- Exercise tasks -
1. Please list every reporter or writer whom the preseason fantasy football article below credits by name as a source.
2. Answer these questions from the preseason fantasy football article below, one per line:
(a) In which draft rounds did the Colts pick running backs this year?
(b) How tall is Shaun Wilson?
(c) Which team are the Buccaneers playing in the game Wilson is inactive for?
3. Carry on the preseason fantasy football article below, starting after its final sentence.

- Passage -

Jordan Wilkins and Nyheim Hines- The Colts head into Thursday with a very young group of running backs on their roster. Their listed starter, Marlon Mack, is headed into his second NFL season, but his first as a projected starter. While he thrived with the ball in his hands last year, Mack was unable to find consistent playing time due to deficiencies in pass protection, amongst other things. This year, the Colts invested 4th and 5th round picks into running backs as well. Jordan Wilkins and Nyheim Hines have been regulars in beat writers’ reports regarding training camp standouts for Indianapolis to this point in training camp. While stacking the both of these players will limit the ceiling of a GPP lineup, they both have earned heavy consideration in separate lineups.

Shaun Wilson- The undrafted rookie out of Duke has been the most impressive rookie at Tampa Bay’s training camp through two weeks, according to writer Scott Smith. The undersized Wilson (just 5’9”) has been explosive and is making a strong case for a spot on the final 53-man roster throughout camp. Coach Dirk Koetter just recently said in a press conference that he is looking forward to seeing what Wilson can do in their first preseason game. Now, could that just be a little bit of “coach-speak” from Koetter to avoid tipping his hand too much? Sure. But, when he and almost every beat writer in Tampa Bay are all on the same page, it seems to be legit. Every player competing with Wilson for a roster spot, less Ronald Jones, has been in the NFL since at least 2016. The Bucs have had ample evaluation time for those players, and this Thursday should be Wilson’s time to shine.

Update #1 (3:50 PM EST): Wilson, according to a recent report from Greg Auman, may not be available tonight due to an "undisclosed injury." Keep an eye out for reports from Buccaneers beat writers regarding his availability tonight.

Update #2 (5:48 PM EST): Shaun Wilson is officially inactive for tonight's game against the Dolphins, per Rick Stroud.

WIDE RECEIVER

Now, to take it a step further, each team will carry double-digit wide receivers on their roster heading into the start of the preseason. Many of these players are fighting over spots on special teams for their respective teams, but those special teams tackles do nothing to help in DFS. With so many possible options, players who have developed a solid rapport with the quarterbacks on their rosters tend to thrive. Without playing a game together to this point, many quarterback-wide receiver pairings have already developed a certain level of trust in and around the red-zone. Luckily, beat writers LOVE to write about this, so there is no shortage of information here.

Recorded data:

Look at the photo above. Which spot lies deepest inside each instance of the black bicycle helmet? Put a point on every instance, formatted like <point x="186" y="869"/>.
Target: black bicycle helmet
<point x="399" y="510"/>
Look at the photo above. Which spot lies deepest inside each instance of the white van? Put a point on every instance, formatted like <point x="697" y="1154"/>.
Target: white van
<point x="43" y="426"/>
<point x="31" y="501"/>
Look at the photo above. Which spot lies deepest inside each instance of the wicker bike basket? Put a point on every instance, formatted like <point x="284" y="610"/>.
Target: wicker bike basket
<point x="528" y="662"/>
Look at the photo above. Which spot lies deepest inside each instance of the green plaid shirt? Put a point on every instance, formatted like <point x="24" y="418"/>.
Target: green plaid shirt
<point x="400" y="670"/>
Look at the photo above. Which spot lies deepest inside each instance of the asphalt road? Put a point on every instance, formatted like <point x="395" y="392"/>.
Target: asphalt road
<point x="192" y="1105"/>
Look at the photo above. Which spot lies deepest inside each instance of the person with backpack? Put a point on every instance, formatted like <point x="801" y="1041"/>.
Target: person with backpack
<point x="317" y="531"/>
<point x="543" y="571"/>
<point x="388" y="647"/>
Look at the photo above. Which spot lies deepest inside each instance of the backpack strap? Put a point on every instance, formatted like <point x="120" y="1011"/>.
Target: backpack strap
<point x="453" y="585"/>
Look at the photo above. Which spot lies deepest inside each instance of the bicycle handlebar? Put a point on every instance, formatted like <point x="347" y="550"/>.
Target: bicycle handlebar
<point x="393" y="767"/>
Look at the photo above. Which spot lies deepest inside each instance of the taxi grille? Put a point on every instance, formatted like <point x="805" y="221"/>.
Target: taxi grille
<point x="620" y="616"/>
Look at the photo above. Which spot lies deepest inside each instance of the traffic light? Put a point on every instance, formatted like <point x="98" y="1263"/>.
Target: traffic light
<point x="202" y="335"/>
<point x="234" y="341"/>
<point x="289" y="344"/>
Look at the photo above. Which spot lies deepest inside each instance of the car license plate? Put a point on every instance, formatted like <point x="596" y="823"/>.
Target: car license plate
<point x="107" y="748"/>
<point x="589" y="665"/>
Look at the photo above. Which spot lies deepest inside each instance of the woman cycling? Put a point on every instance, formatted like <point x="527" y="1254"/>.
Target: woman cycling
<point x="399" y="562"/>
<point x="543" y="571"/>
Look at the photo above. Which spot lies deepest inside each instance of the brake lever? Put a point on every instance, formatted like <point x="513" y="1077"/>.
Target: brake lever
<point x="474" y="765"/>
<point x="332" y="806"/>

- Your written answers -
1. Scott Smith, Greg Auman, Rick Stroud

2.
(a) The 4th and 5th rounds
(b) 5'9"
(c) The Dolphins

3.
Antonio Callaway- In the headlines for all the wrong reasons (Callaway was cited for marijuana possession on Sunday night), Callaway has actually been a true standout in training camp. The way he has surged up the depth chart likely played a significant role in the Browns deciding to part ways with Corey Coleman in exchange for just a 7th round pick. The rookie, drafted in the 4th round, has been out of football for over a year, but there is no doubt the talent is there. Callaway may have some rust to shake off come game time, with this being his first live action since January of 2017, and that should mean a high snap count when Callaway takes the field for the first time in a Cleveland Browns jersey. Stacking Callaway with quarterback Baker Mayfield is a viable strategy in all formats on this first preseason slate of the season.

Bobo Wilson- Bobo Wilson, headed into his 2nd year with Tampa Bay, is making a real push to secure one of the final roster spots available. Coach Dirk Koetter has said that Bobo has been one of the most improved players in all of camp this year, which certainly bodes well for his fantasy status this week. Wilson played his college football at Florida State with none other than Jameis Winston, which is important given the looming suspension of Winston. Jameis Winston will be unavailable for the first three games of the regular season, and Ryan Fitzpatrick will have to prepare as the starter during that time. For that reason, Fitzpatrick’s snaps will be limited, as the Bucs will surely want to be cautious with their regular-season starter this early in the preseason. Winston, instead of playing with the starters, as usual, will likely find himself playing alongside the 2nd and 3rd string players, like Bobo Wilson. The chemistry between Wilson and Winston rooted in their Florida State days will give Wilson a leg up in the competition for targets.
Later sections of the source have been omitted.